Goal of the exercise » Across the listing below, how many lines contain the string "task"? Only the number is needed.

Data to examine »
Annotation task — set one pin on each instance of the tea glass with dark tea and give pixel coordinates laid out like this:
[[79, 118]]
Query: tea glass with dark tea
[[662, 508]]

...

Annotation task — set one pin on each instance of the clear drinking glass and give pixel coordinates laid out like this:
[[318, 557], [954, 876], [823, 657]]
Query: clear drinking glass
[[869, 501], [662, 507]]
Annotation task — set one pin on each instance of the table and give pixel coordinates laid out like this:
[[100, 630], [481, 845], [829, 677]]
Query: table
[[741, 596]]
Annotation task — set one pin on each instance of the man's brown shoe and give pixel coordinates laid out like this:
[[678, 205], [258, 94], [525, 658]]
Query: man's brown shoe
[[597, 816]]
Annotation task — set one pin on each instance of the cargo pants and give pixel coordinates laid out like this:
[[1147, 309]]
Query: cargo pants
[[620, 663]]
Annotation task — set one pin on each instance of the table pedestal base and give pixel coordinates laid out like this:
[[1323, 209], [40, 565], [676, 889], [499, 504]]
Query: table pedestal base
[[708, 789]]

Answer to the exercise » 6